■ EXTRACT PROVIDED ■
Mon_Mar_06_1995_07:00 Wed_Feb_08_1995_09:39 LOG_CREATED
Tue_Aug_22_1995_17:00 Tue_Aug_22_1995_16:04 LIB_MODIFIED
The first date and time note when the entry was made, the second date and time is the library mtime. The libmon tool is called from a cron job once every hour and tracks the library mtime by changing the log file mtime such that they match. If a subsequent scan finds a difference then libmon flags the change, logs it, and resets the log file mtime. Note that the date and time is in a special format to be used with another tool, libq, that parses through and selects lines according to the date and time.

Non-invasive Library Usage Tracking - libuse

An approximate measure of library usage can be determined by periodically checking the object library atime. The tool, libuse, is invoked every 10 minutes from a cron job and checks whether the object library was read since the last time libuse was executed. Many standard libraries are read whether they are needed or not, such as /lib/libm.a, hence the list of object library directories should only include those containing optional third-party object libraries specific to that machine. For example, one of the machines at this site has the paths /usr/local/lib, /usr/unsupported/lib, and /usr/nas/lib. The log files are stored in the directory /usr/spool/libuse, one for each library, where it writes a line with the date and time. It may also contain additional information noting whether the object library was modified. So the libuse files reproduce the same information as libmon, but due to the volume of entries is less easy to use. The following abridged example, libnag.log, is of the NAG (Numerical Algorithms Group) mathematical library
 
Mon_Mar_06_1995_17:00 LOG_CREATED
Tue_Mar_21_1995_16:30
Tue_Mar_21_1995_16:40
. . .
Fri_May_26_1995_16:00
Mon_Jun_05_1995_11:30 LIB_MODIFIED
Tue_Jun_06_1995_09:40
Tue_Jun_06_1995_13:10
. . .
Notice that the libuse log files use the same peculiar date and time format that can be parsed by libq.

One of the disadvantages of libmon/libuse is that there is no easy way to determine who made the changes or who used the library. In particular, libuse can not determine whether the object library was read once or multiple times in the last 10 minutes and by whom. The information only approximately measures how often the object library is compiled with and can not determine whether the library routines are used or not. Alternately, an executable can be compiled once with one of the numeric object libraries and the program may be executed often.

■ AIM 1 ■
Answer these about the library-tracking text:
(a) How often does a cron job call the libmon tool?
(b) How often is libuse invoked?
(c) In which directory are the libuse log files stored?
■ AIM 2 ■
Rewrite the library-tracking text starting with "Mon_Mar_06_1995_07:00 Wed_Feb_08_1995_09:39 LOG_CREATED" and going on through "to the date and time.", changing "cron job" to "scheduled task".

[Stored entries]
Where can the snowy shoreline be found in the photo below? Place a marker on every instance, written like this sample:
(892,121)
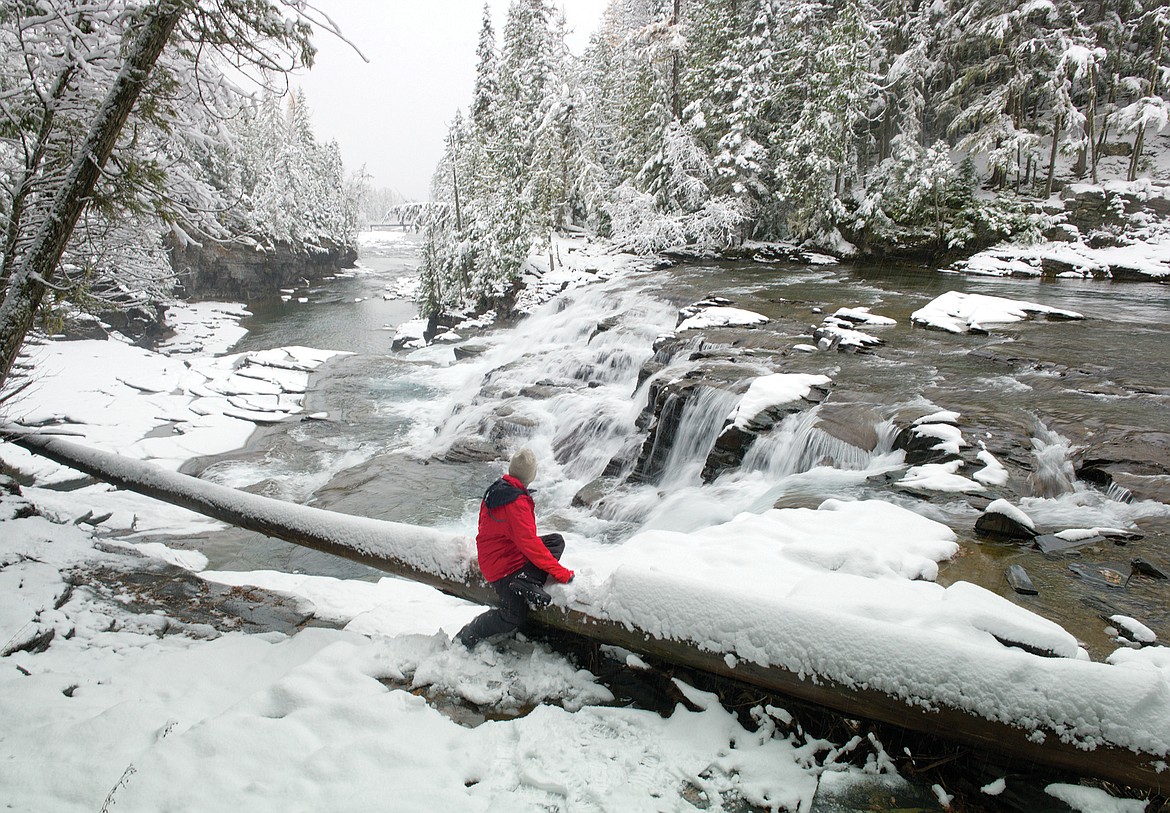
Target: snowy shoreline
(186,712)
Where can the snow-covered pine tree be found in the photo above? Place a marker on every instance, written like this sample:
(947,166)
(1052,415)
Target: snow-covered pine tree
(745,88)
(83,70)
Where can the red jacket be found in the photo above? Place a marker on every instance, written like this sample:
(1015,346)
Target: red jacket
(508,541)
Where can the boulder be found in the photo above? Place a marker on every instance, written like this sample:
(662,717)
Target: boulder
(1004,525)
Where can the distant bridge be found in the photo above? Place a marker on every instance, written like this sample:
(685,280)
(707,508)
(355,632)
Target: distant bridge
(406,216)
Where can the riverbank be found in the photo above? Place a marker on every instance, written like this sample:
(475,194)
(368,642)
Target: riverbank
(307,688)
(111,697)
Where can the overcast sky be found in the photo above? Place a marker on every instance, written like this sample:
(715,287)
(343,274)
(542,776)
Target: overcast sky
(392,114)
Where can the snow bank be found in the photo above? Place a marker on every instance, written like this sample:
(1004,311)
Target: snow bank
(957,312)
(772,391)
(721,316)
(1146,259)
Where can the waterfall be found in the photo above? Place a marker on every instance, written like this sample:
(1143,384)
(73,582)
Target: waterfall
(798,445)
(703,415)
(1053,474)
(563,381)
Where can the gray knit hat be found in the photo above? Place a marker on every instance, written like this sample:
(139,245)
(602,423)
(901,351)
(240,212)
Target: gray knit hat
(523,466)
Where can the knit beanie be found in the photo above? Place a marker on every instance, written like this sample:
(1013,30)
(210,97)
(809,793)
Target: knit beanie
(523,466)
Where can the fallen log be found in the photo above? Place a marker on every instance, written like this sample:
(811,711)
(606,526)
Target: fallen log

■ FINAL RESULT 1 ■
(a) Once every hour.
(b) Every 10 minutes.
(c) /usr/spool/libuse.

■ FINAL RESULT 2 ■
Mon_Mar_06_1995_07:00 Wed_Feb_08_1995_09:39 LOG_CREATED
Tue_Aug_22_1995_17:00 Tue_Aug_22_1995_16:04 LIB_MODIFIED
The first date and time note when the entry was made, the second date and time is the library mtime. The libmon tool is called from a scheduled task once every hour and tracks the library mtime by changing the log file mtime such that they match. If a subsequent scan finds a difference then libmon flags the change, logs it, and resets the log file mtime. Note that the date and time is in a special format to be used with another tool, libq, that parses through and selects lines according to the date and time.